_Objective_
Please count the lines in the listing below that contain the string "wheel", treating uppercase and lowercase as different, and reply with only that number.

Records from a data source

::::::::::

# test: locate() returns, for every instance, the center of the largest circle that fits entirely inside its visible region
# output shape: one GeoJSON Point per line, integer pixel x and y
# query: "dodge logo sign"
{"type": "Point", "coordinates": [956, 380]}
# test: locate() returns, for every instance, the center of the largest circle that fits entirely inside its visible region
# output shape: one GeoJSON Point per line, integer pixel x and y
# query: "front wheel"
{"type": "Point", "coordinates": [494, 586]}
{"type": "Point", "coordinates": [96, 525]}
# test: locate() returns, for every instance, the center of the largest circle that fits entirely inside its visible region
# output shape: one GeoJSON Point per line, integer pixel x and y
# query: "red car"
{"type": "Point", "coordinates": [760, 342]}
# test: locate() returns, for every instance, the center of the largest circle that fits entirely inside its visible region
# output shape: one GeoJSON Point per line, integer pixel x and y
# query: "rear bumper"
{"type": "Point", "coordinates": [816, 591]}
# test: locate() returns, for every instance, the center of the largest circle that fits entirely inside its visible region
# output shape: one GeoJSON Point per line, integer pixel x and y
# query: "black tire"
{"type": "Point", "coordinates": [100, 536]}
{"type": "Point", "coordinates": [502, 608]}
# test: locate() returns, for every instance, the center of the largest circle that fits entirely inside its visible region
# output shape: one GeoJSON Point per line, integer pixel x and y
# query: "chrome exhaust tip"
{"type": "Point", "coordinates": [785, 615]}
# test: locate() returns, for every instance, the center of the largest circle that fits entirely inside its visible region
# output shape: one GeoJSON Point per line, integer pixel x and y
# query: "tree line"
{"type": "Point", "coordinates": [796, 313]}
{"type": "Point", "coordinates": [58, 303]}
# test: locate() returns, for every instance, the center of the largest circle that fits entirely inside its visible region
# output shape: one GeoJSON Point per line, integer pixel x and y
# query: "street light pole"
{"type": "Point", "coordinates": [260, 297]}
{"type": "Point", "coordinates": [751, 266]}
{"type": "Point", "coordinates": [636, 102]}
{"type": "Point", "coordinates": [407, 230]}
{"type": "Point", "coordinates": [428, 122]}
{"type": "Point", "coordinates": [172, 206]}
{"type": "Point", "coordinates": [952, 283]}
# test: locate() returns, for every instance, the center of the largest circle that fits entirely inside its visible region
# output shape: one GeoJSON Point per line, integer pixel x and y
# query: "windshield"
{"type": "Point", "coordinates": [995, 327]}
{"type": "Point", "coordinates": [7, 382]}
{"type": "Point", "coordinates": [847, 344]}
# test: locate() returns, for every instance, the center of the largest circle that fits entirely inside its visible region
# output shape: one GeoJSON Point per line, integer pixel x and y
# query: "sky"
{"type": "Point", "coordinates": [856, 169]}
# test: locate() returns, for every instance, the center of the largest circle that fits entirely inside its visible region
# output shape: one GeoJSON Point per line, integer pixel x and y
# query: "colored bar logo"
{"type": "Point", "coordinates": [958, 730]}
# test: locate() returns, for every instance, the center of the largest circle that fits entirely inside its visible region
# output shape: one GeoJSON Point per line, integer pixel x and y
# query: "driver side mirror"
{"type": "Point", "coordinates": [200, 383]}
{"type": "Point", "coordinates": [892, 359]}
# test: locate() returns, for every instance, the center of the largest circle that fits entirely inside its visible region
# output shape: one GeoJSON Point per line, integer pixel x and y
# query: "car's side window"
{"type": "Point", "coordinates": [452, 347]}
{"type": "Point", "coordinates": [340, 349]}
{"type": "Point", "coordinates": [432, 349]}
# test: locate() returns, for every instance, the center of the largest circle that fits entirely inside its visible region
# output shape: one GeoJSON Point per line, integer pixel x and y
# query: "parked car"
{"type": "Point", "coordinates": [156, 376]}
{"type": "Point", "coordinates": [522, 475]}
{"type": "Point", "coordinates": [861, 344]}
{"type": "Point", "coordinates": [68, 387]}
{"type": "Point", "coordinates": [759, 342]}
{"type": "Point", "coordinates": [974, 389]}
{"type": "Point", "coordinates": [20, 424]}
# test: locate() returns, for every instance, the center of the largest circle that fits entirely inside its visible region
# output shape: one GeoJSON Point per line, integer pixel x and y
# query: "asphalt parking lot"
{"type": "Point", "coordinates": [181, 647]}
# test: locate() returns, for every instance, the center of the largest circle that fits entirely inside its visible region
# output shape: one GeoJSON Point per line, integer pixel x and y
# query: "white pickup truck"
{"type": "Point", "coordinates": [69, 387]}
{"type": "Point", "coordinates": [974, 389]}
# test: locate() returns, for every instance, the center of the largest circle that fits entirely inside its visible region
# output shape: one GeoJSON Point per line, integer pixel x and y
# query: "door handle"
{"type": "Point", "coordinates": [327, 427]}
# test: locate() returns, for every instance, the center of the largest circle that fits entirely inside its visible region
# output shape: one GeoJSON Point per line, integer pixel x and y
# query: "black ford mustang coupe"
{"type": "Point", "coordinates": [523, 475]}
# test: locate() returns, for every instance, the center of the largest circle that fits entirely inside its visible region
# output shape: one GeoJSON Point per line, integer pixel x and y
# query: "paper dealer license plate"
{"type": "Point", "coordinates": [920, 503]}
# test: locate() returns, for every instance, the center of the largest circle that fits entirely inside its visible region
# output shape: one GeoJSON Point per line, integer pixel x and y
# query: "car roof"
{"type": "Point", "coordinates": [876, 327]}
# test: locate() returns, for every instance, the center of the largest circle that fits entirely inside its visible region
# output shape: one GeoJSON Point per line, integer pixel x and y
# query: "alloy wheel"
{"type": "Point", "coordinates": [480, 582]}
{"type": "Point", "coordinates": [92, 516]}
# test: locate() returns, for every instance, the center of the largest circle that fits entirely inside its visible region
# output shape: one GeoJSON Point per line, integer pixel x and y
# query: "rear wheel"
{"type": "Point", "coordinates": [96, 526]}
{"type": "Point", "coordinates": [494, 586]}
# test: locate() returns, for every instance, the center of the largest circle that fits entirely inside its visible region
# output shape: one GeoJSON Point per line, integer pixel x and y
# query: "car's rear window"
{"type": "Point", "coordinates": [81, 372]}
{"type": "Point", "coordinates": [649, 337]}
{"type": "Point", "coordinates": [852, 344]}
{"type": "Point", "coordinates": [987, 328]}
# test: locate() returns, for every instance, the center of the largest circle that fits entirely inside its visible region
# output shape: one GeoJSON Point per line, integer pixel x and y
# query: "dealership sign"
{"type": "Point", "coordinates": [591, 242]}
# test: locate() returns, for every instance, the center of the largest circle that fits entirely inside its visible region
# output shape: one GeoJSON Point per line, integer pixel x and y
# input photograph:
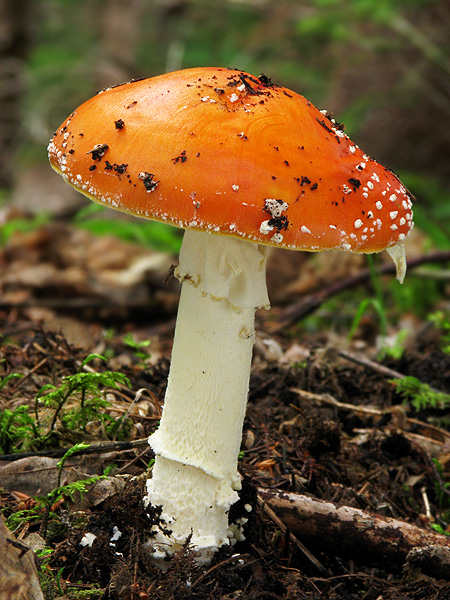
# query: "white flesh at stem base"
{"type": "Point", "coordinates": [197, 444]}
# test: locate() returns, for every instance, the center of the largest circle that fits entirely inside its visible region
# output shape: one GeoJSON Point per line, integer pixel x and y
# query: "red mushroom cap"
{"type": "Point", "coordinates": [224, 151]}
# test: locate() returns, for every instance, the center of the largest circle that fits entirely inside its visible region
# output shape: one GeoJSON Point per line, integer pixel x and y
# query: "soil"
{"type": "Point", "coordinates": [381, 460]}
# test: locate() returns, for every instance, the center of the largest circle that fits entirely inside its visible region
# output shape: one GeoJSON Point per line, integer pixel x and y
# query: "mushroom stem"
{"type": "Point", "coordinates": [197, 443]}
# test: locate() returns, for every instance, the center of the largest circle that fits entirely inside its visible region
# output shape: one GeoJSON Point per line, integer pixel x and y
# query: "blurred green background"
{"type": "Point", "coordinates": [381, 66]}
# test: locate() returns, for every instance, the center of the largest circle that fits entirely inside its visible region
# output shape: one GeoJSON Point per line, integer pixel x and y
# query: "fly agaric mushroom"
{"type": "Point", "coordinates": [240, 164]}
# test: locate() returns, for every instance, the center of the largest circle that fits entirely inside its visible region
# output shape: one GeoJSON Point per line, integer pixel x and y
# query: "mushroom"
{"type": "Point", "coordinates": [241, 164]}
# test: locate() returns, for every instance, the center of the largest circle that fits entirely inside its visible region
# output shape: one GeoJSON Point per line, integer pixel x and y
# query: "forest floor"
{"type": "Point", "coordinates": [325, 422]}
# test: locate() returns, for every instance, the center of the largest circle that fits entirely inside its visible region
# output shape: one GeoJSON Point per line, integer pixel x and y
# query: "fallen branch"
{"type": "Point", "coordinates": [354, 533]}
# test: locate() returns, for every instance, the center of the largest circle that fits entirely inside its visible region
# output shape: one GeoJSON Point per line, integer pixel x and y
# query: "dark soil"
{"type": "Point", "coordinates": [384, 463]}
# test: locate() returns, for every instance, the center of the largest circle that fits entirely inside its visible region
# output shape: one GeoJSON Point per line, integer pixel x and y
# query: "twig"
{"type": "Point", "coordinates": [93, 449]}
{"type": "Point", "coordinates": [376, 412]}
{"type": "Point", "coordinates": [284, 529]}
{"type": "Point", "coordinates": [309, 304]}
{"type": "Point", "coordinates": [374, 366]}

::::::::::

_Task response_
3